### Task statement
Return every record below exactly as written, omitting any pictures.

Data entries:
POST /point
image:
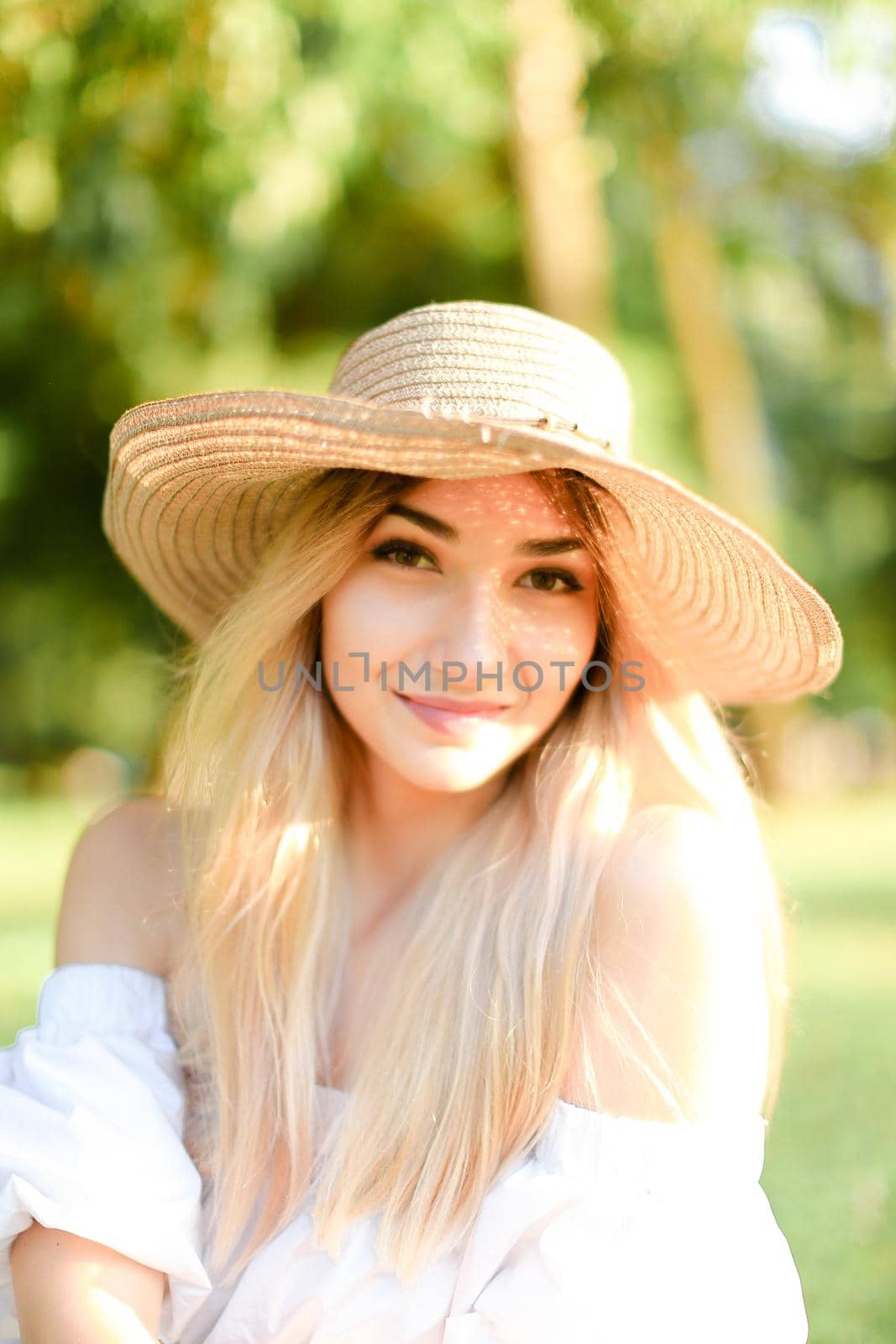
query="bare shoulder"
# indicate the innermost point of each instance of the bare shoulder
(121, 900)
(680, 940)
(671, 850)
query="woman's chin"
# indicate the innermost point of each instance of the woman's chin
(446, 770)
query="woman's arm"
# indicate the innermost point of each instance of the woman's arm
(117, 893)
(70, 1290)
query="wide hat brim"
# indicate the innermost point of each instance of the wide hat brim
(197, 486)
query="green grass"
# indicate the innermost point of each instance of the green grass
(831, 1158)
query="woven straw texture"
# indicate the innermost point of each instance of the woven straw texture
(197, 486)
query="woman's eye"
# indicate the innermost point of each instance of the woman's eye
(406, 553)
(553, 577)
(407, 557)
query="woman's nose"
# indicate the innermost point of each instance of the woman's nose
(477, 633)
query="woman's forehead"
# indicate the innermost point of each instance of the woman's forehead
(500, 497)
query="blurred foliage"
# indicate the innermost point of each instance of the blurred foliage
(212, 195)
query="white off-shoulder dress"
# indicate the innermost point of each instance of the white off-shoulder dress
(609, 1230)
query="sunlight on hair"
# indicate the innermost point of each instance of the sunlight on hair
(500, 974)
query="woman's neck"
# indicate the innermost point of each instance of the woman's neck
(396, 832)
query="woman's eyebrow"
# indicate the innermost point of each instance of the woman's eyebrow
(547, 546)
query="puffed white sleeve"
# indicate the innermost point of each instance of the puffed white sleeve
(92, 1122)
(627, 1231)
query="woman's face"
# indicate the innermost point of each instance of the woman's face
(459, 578)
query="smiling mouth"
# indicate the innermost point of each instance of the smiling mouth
(468, 709)
(456, 721)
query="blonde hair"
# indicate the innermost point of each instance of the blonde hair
(497, 971)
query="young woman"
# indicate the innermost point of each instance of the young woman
(437, 992)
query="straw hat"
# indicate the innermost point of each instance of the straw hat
(197, 486)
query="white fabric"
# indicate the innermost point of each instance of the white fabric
(607, 1231)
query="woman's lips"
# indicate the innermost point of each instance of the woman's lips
(452, 722)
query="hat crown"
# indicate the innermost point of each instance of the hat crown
(485, 360)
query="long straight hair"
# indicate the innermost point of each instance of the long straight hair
(497, 980)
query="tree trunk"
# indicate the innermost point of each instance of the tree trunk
(566, 234)
(723, 389)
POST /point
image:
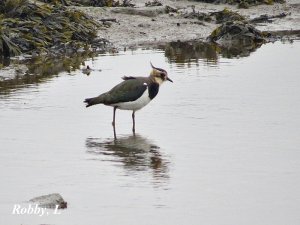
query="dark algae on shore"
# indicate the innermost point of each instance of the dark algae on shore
(27, 27)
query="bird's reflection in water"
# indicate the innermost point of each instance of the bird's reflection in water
(135, 153)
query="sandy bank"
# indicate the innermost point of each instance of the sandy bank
(150, 25)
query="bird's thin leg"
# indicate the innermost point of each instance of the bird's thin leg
(133, 122)
(113, 122)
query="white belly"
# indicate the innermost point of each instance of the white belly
(134, 105)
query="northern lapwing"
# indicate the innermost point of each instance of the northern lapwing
(132, 94)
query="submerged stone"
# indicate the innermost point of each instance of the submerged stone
(51, 201)
(237, 32)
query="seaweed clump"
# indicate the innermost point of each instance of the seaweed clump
(26, 27)
(95, 3)
(243, 3)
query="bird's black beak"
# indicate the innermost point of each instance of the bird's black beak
(169, 79)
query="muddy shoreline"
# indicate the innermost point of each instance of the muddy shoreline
(140, 26)
(155, 27)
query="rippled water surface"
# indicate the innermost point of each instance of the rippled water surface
(218, 146)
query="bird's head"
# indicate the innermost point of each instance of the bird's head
(159, 75)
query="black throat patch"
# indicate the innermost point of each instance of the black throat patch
(153, 89)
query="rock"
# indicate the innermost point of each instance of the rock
(153, 3)
(147, 12)
(226, 15)
(50, 201)
(237, 32)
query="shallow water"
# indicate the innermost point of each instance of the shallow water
(220, 145)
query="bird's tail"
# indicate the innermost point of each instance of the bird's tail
(93, 101)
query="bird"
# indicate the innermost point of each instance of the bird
(132, 94)
(87, 70)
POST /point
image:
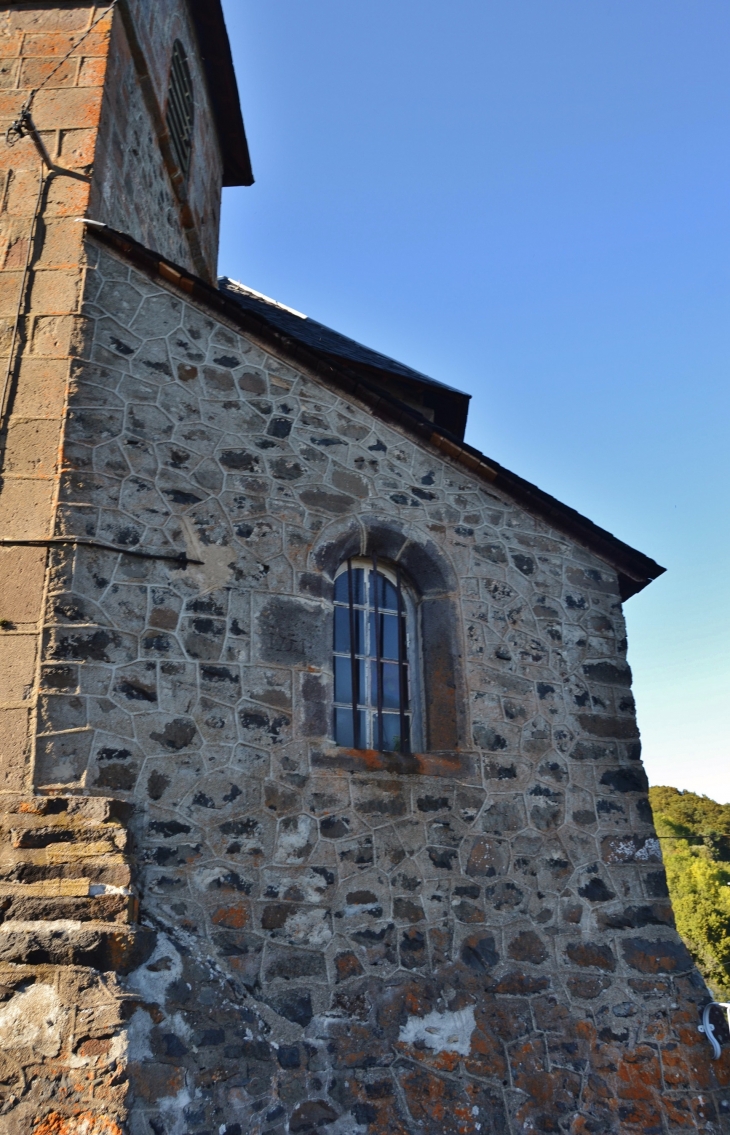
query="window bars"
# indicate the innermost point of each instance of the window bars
(370, 660)
(181, 109)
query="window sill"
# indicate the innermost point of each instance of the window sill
(458, 765)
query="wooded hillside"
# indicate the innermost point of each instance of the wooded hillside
(695, 834)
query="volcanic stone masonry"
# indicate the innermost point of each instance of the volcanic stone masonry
(471, 940)
(214, 921)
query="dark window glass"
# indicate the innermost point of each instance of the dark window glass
(179, 108)
(376, 713)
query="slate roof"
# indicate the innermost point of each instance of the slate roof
(215, 48)
(436, 401)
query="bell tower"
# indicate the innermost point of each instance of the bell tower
(127, 114)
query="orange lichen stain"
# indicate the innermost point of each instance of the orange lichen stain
(234, 917)
(84, 1124)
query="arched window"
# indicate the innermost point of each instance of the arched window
(374, 658)
(179, 108)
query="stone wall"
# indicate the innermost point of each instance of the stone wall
(476, 939)
(39, 310)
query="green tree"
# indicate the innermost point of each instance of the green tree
(695, 837)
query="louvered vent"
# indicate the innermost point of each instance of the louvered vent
(179, 108)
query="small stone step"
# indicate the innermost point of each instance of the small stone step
(107, 908)
(26, 867)
(70, 942)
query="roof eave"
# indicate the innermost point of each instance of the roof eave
(217, 59)
(634, 569)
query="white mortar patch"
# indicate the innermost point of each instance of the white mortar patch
(153, 978)
(443, 1032)
(33, 1019)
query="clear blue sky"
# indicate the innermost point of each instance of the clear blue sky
(529, 201)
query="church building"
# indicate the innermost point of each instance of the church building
(321, 801)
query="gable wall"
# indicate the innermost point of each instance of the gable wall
(136, 186)
(478, 943)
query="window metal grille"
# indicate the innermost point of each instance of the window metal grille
(179, 108)
(370, 656)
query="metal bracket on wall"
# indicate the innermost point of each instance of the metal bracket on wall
(708, 1028)
(25, 127)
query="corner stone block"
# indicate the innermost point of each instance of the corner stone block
(14, 749)
(17, 666)
(25, 509)
(41, 388)
(32, 447)
(22, 578)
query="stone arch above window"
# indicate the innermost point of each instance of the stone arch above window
(435, 587)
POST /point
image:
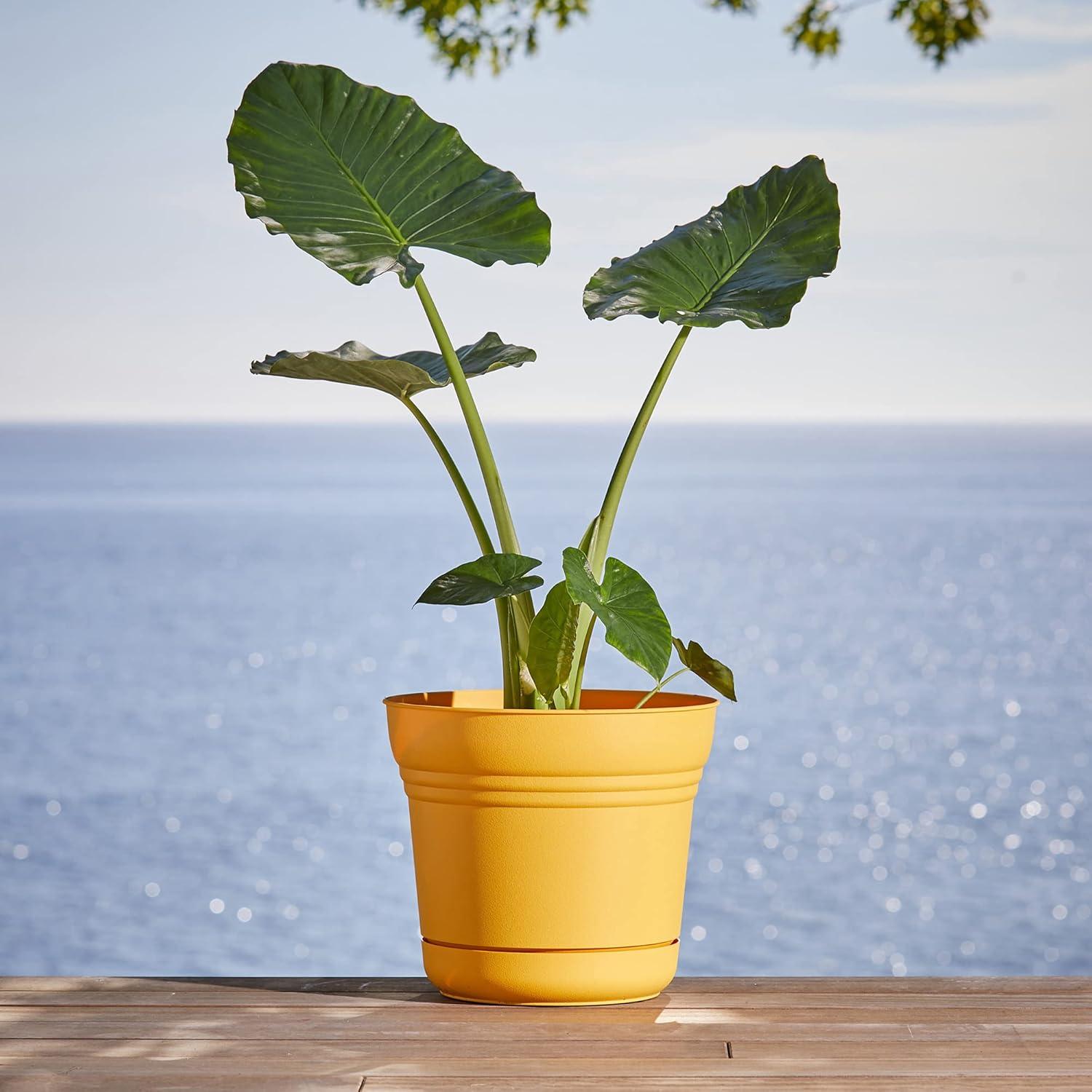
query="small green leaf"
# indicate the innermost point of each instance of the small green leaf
(404, 375)
(747, 259)
(552, 641)
(356, 176)
(488, 578)
(718, 675)
(626, 605)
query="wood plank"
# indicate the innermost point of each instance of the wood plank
(858, 986)
(368, 1034)
(212, 996)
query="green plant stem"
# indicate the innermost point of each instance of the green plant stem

### Reply
POST /point
image:
query="bare shoulder"
# indicate the innermost point of each instance of the bare shoulder
(121, 900)
(680, 940)
(671, 850)
query="woman's chin"
# indicate the innermost point of each instance of the woman's chin
(446, 770)
query="woman's arm"
# indicate the innermost point of each instance of the woman's arm
(117, 893)
(70, 1290)
query="wide hat brim"
# indicate the innermost point of each instance of the wide hat brim
(197, 486)
query="green grass"
# indicate the innermost point of each instance of the green grass
(831, 1158)
query="woven straw texture"
# indicate the innermost point of each instance of the woven straw texture
(197, 486)
query="woman's eye"
# indicate the innermost point of each instance of the woman's eye
(406, 553)
(553, 577)
(407, 557)
query="woman's nose"
# indicate the innermost point of each instance of the woman's nose
(477, 633)
query="woman's forehead"
# indicate the innermost point of each instance of the woman's forehead
(500, 497)
query="blurred foliage"
# indicate the innermost point of each instance of the blurred foliage
(212, 195)
query="white off-shoulder dress"
# indicate the innermost point of each instance of the white off-shoulder dress
(609, 1230)
query="sunlight on hair"
# indicate the innermost point of each instance of the sunlight on hair
(500, 974)
query="woman's neck"
# indicate the innermost point of each instance of the woman's neck
(396, 832)
query="woman's eyebrow"
# indicate the innermost point of each instance of the woman's eyebrow
(547, 546)
query="puffed white sleeve"
# indicate the innermost point of each instance of the puffed white sleeve
(92, 1122)
(627, 1231)
query="woman's face"
# indicate the innermost point of each instance of the woman's face
(459, 578)
query="smiling mouth"
# indicate the innermost point of each instance of the smiling mouth
(468, 709)
(456, 721)
query="blonde hair"
# indicate the innermost point of each instance of the blonde hair
(497, 971)
query="young woman"
# indicate the innermost point of each instance of the young woman
(437, 992)
query="straw hat"
# indicate the innermost point of each instance of the straw hat
(197, 486)
query="white fabric"
# indicate the innermost point of each instance of the white fabric
(607, 1231)
query="woman's lips"
# indicate the innermost point of each instance of the woman's lips
(452, 722)
query="hat crown"
# indicate the innermost point of each instance of the hat crown
(485, 360)
query="long straight hair"
# indicate the innermost point of each instance of the long straight hair
(497, 980)
query="tree trunk"
# indicate the innermost point of each instance of the tree trunk
(566, 234)
(723, 389)
POST /point
image:
query="dark algae on shore"
# indicate the innermost point of each instance of the dark algae on shore
(27, 27)
query="bird's reflection in water"
# indicate the innermost point of each instance of the bird's reflection in water
(135, 153)
query="sandy bank"
# indicate the innermost point of each instance of the sandy bank
(150, 25)
query="bird's thin leg"
# indicate the innermost point of each instance of the bird's thin leg
(133, 122)
(113, 122)
query="white belly"
# indicate the innermost point of each instance of the white belly
(134, 105)
query="northern lapwing"
# indicate the innermost point of each instance of the northern lapwing
(132, 94)
query="submerged stone"
# indicate the innermost point of each instance of the submerged stone
(51, 201)
(237, 32)
query="seaweed clump"
# indicate the innermost point of each instance of the seaweed clump
(26, 27)
(95, 3)
(243, 3)
query="bird's black beak"
# indicate the innermost point of each instance of the bird's black beak
(169, 79)
query="muddy shoreline"
# indicate the innermost point of each instance of the muddy shoreline
(140, 26)
(155, 27)
query="rippled water surface"
# indicate the innermost point of each instance of the rippled water surface
(218, 146)
query="bird's head"
# indicate the innermost point of each instance of the bird's head
(159, 75)
query="black throat patch"
# indicate the innermost point of each instance of the black throat patch
(153, 89)
query="rock"
# indicate the innermost point of each instance of the rock
(153, 3)
(147, 12)
(226, 15)
(50, 201)
(237, 32)
query="shallow water"
# indicate the innermost point of each instance of the shallow water
(220, 145)
query="bird's tail"
# indicate the innermost point of each instance of the bird's tail
(93, 101)
query="bird"
# indicate the innermost point of each instance of the bird
(132, 94)
(87, 70)
POST /point
image:
query="window bars"
# indicate the innermost point of each instance of the window bars
(370, 660)
(181, 109)
query="window sill"
# indicate the innermost point of each instance of the window sill
(458, 765)
query="wooded hillside"
# indicate the innermost point of each instance of the wooded hillside
(695, 834)
query="volcanic stone masonry"
# indicate the innermost point of each instance of the volcanic stone masonry
(471, 940)
(214, 921)
query="dark window glass"
# indicate the innermost point of each instance of the dark window glass
(179, 108)
(376, 713)
query="slate roof"
# indicate the innermost point of each instance of the slate roof
(215, 48)
(436, 401)
query="bell tower"
# indicate the innermost point of each instance of the bell tower
(127, 114)
query="orange lichen stain"
# indicate the innermost point of each instance of the orange lichen stain
(234, 917)
(84, 1124)
query="arched window"
# indicate the innermost point of each instance of the arched window
(374, 658)
(179, 108)
query="stone wall"
# indicate the innermost point of each instance of the stone wall
(476, 939)
(39, 310)
query="green tree"
# indicate the innermost point of each instance of the green tree
(695, 837)
query="louvered vent"
# indicate the innermost point of each instance of the louvered vent
(179, 108)
query="small stone step"
# indicate the innermost point of each instance of the small stone step
(107, 908)
(26, 867)
(70, 942)
query="roof eave"
# indicate the innermost point of each instance of the roof eave
(217, 59)
(634, 569)
query="white mortar patch"
# indicate the innermost point of each instance of the white mortar patch
(153, 978)
(443, 1032)
(33, 1019)
query="clear blue sky"
# indicate the innermost point of each instance of the clear blue sky
(529, 201)
query="church building"
# indicate the innermost point of each instance of the church building
(321, 801)
query="gable wall"
# indicate the innermost point of each instance of the gable wall
(136, 186)
(478, 943)
query="window metal grille"
# indicate the innermost point of each instance of the window metal grille
(179, 108)
(370, 656)
query="metal bracket on wall"
# indicate the innermost point of each instance of the metal bracket on wall
(708, 1028)
(25, 127)
query="corner stone block"
# indicate the innermost point of each instance of the corner stone block
(14, 749)
(17, 666)
(25, 509)
(41, 388)
(32, 447)
(22, 578)
query="stone arch above window"
# indicate the innermost point of each instance of the stone arch above window
(435, 587)
POST /point
image:
query="small green leaf"
# indicate the innermost point of each instance of the small green leaf
(404, 375)
(747, 259)
(552, 641)
(356, 176)
(488, 578)
(718, 675)
(626, 605)
query="wood plank"
# indicate the innermost point of each instance of the wood plank
(858, 986)
(368, 1034)
(212, 996)
query="green plant stem"
# indicate the innermost point of each instance of the green plant stem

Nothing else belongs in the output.